**Consigne:**
Reproduisez à l'identique le passage de l'extrait fourni compris entre « Microsoft en mutation » et « devant elle ! », bornes incluses.

**Extrait fourni:**
[NEWS] Microsoft terrassé : un fantasme sans cesse réactualisé
Dans son intéressant essai Le dernier dinosaure et les mares de goudron du destin, ou comment Linux écrasa MS-Windows [1], l'auteur Ross Nesbitt le prévoyait déjà : Linux aura raison de Windows, qui disparaîtra sur l'autel des standards ouverts et des logiciels libres... Plus récemment, c'était au tour d'un professeur de HEC -assisté d'un spécialiste en TIC- de remettre le couvert avec Microsoft pris dans la toile... chronique d'une mort annoncée [2]. Effet de mode ou analyse pertinente ?
Ce type d'essai, intéressant quand il est de qualité (c'est le cas des deux susnommés), doit cependant être lu avec un regard critique. En effet, bien que la concentration économique soit une tendance naturelle de l'économie (les entreprises les plus rentables entraînent la fermeture des moins rentables, rachètent des concurrents plus faibles ou fusionnent), les monopoles ne sont pas éternels. Néanmoins, la fin d'un monopole n'annonce pas forcément la fin de l'entreprise qui en était à l'origine !
Xerox et IBM : les monopoles ne sont pas éternels
Jusqu'au début des années 70, Xerox [3], fort de plus de 1700 brevets, réalisait environ 95% des ventes de photocopieurs aux USA. La justice américaine, suite à l'accusation d'abus de position dominante de la Federal Trade Commission en 1972, a mis fin à ce monopole et ouvert la porte à la concurrence japonaise (dont Ricoh), stimulant l'innovation (photocopieur couleur, par exemple) et réduisant les prix de vente. Fin des années septante, Xerox ne réalisait plus "que" 46% des ventes de photocopieurs aux USA (31% dans le bas de gamme). Il n'empêche : Xerox est toujours là 30 ans plus tard !
Pour la société IBM, c'est le marché qui a décidé ! En effet, la lucrative activité 'mainframe' (IBM faisait 80% des ventes de gros systèmes début des années 80 [3]) fut progressivement cannibalisée par l'ordinateur personnel (PC), qu'elle a contribué à populariser. Après avoir été leader sur le marché du PC, elle a souffert de la concurrence de sociétés plus réactives comme Compaq [4], puis Dell. Cependant, IBM, devenue société de services, reste vaillante et se profile même comme le leader sur le marché émergent des solutions basées Linux ! Bob Muglia, vice-président de Microsoft, ne déclarait-il d'ailleurs pas récemment : «IBM est notre seul concurrent vraiment sérieux» [5].
Microsoft en mutation
Bref, la société Microsoft se transformera certainement face à la concurrence des logiciels libres / Open Source (sous un titre à sensation, c'est d'ailleurs plutôt cela, le message de [2]). Cependant, l'entreprise de Redmond possède encore probablement de beaux jours devant elle !
Prenons d'ailleurs le cas de la défaite de Microsoft sur le marché des serveurs Web, souvent pris comme exemple par les défenseurs du logiciel libre [15]. Apache culmine à plus de 65% de parts de marché. Cependant, Microsoft conserve toujours un peu plus de 20% de parts de marché (après avoir culminé à près de 35%), malgré une piètre réputation en matière de performances et de sécurité. Défaite, certes, mais pas disparition du marché !

**Entrées extraites:**
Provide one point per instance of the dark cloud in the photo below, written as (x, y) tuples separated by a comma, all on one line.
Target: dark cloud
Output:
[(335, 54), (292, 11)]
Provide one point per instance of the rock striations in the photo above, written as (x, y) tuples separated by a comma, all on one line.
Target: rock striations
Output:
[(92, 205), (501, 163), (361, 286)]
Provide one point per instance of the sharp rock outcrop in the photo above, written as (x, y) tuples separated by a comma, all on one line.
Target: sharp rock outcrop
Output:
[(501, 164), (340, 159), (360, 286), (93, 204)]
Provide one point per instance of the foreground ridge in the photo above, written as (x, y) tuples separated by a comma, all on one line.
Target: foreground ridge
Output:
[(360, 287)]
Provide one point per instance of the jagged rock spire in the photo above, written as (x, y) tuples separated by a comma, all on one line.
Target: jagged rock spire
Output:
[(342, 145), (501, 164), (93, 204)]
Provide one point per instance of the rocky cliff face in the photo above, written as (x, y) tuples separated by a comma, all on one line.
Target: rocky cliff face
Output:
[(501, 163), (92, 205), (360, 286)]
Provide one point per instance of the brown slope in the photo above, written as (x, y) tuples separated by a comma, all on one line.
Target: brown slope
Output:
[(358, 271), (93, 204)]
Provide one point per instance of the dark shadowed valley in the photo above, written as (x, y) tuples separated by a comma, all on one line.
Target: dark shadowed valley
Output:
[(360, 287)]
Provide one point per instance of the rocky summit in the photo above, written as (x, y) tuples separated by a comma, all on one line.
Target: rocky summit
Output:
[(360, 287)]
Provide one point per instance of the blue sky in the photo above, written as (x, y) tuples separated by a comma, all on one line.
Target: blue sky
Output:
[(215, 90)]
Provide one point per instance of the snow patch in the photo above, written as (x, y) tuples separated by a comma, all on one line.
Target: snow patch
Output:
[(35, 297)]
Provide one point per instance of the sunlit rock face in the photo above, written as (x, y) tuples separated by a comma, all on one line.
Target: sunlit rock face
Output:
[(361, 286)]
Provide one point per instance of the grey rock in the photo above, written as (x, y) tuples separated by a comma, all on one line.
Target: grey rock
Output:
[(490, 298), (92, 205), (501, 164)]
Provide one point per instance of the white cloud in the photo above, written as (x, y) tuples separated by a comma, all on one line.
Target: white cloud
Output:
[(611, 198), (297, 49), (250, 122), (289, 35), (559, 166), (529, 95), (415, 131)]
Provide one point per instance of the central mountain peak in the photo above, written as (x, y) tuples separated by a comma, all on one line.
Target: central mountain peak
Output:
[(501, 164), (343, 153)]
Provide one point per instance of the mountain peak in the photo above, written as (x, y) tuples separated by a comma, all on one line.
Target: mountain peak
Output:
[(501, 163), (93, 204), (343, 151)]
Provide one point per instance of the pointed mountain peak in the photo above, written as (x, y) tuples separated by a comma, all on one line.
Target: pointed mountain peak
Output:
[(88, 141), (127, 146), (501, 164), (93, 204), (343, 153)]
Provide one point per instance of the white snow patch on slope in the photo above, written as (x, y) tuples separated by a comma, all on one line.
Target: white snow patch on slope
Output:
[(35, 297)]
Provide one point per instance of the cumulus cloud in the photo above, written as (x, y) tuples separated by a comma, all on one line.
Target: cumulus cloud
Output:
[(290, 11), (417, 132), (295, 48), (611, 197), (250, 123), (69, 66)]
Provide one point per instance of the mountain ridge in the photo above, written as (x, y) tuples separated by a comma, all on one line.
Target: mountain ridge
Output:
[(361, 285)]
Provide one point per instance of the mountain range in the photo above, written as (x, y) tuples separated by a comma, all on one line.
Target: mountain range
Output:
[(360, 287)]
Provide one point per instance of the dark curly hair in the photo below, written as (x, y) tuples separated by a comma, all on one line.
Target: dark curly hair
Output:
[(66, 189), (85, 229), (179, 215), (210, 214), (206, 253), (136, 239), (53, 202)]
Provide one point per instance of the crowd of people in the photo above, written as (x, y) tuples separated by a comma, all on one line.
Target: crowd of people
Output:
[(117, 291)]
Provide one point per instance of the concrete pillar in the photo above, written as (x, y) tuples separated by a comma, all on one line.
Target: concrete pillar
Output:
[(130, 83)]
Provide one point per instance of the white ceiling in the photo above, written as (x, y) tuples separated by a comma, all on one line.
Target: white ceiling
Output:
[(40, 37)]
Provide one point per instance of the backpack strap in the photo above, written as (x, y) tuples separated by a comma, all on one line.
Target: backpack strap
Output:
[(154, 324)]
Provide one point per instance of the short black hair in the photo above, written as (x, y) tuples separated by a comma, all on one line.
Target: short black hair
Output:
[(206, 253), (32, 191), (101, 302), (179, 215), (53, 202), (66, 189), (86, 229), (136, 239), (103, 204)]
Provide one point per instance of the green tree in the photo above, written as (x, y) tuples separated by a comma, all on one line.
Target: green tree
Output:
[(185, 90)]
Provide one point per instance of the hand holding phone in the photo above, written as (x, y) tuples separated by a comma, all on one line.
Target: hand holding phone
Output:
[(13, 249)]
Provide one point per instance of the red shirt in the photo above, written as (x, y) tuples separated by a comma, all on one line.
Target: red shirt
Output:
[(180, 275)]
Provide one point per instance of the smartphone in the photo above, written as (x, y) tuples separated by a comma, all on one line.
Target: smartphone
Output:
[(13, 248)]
==
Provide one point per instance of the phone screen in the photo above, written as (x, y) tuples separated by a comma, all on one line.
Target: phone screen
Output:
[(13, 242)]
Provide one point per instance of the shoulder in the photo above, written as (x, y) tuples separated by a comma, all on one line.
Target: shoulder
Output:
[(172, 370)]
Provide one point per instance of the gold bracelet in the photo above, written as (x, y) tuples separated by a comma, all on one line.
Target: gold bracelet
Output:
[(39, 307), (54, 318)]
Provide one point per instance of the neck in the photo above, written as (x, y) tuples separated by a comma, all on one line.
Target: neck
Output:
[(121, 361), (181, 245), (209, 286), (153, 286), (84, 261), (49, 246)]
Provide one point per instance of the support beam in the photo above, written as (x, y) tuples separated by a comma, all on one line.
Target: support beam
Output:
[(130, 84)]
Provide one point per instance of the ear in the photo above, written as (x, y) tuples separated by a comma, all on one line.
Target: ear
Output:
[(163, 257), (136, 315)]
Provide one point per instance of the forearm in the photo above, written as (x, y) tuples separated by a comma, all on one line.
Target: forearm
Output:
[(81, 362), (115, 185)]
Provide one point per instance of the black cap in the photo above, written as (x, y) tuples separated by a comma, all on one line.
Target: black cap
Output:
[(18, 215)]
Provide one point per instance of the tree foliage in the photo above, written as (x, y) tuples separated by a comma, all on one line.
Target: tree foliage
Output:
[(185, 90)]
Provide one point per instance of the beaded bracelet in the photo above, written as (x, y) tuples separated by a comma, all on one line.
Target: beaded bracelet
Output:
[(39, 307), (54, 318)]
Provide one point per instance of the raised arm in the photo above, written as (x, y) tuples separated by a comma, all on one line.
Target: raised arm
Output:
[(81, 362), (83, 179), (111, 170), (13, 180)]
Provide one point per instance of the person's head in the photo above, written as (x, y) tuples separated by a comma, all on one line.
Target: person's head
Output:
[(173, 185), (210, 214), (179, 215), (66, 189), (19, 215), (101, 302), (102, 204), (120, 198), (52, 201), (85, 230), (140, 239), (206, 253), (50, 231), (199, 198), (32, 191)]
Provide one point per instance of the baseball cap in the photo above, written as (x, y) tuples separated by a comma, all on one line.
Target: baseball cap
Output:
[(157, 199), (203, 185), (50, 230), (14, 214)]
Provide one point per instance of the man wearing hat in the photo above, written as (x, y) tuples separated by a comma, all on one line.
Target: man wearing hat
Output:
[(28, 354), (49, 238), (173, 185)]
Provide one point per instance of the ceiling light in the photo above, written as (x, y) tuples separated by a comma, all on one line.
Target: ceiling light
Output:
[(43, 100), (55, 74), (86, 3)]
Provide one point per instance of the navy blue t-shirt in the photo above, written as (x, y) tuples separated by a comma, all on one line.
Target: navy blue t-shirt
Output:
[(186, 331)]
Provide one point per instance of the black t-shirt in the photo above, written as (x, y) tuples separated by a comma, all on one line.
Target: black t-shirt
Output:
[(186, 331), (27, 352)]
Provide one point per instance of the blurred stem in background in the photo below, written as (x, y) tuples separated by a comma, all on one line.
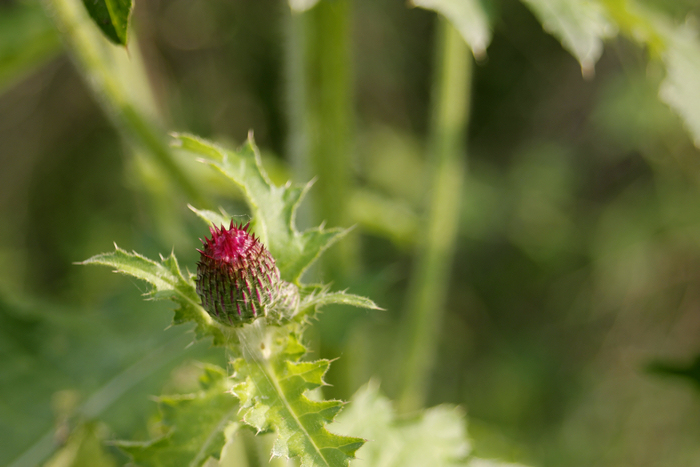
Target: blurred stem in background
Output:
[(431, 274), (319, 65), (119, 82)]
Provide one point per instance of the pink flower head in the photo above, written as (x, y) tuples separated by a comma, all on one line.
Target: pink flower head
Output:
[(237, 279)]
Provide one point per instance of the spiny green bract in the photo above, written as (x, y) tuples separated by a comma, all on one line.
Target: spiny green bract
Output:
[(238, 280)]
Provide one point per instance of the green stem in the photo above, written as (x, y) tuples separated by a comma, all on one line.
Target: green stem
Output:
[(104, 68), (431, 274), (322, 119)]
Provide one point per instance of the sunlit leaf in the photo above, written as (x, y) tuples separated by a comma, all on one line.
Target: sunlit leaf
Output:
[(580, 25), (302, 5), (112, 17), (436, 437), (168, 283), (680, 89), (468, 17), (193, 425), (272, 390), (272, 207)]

**Réponse:**
Microsoft en mutation
Bref, la société Microsoft se transformera certainement face à la concurrence des logiciels libres / Open Source (sous un titre à sensation, c'est d'ailleurs plutôt cela, le message de [2]). Cependant, l'entreprise de Redmond possède encore probablement de beaux jours devant elle !